### [What is needed]
Give all of the lines again, with nothing added or dropped.
>> START
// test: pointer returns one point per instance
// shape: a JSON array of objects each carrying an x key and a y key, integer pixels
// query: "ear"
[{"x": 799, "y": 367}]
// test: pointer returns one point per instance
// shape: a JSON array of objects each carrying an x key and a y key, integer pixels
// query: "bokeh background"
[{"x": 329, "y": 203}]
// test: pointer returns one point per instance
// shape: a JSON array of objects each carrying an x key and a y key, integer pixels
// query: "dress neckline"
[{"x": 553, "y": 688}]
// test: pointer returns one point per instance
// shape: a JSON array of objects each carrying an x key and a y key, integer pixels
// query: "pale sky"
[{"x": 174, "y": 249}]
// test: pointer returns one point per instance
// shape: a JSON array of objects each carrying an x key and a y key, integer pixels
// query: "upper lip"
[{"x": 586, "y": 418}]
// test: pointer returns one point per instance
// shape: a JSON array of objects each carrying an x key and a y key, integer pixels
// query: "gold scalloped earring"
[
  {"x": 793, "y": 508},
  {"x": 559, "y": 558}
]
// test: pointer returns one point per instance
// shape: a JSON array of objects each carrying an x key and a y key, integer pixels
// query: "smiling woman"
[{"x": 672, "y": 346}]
>> END
### [The reply]
// test: pointer returns one point per instance
// shape: a JSON array of objects each carrying an x key and a y key, integer pixels
// query: "ear"
[{"x": 799, "y": 367}]
// test: pointer returns one point per instance
// shape: a JSON array of objects each carrying an x key and a y key, integer pixels
// query: "bokeh background"
[{"x": 329, "y": 203}]
// test: pointer returns one point per instance
// shape: a JSON array of objects each carrying an x key and a y key, integer pixels
// query: "dress neckline"
[{"x": 553, "y": 688}]
// test: pointer returns one point per instance
// shape: a JSON array of objects each carrying an x key and a y key, integer pixels
// query: "pale sky"
[{"x": 174, "y": 249}]
// test: pointer returns one point per instance
// shape: a JSON array of objects each carrying an x key and a y key, integer pixels
// query: "upper lip"
[{"x": 586, "y": 418}]
// test: pointer returns one point per instance
// shape: a JSON array of objects each carrying an x key and a y key, integer pixels
// query: "gold scalloped earring"
[
  {"x": 793, "y": 508},
  {"x": 559, "y": 558}
]
// test: pointer returns one point per instance
// shape: a JSON array of objects each carrying an x key and a y key, integer pixels
// query: "smiling woman"
[{"x": 672, "y": 346}]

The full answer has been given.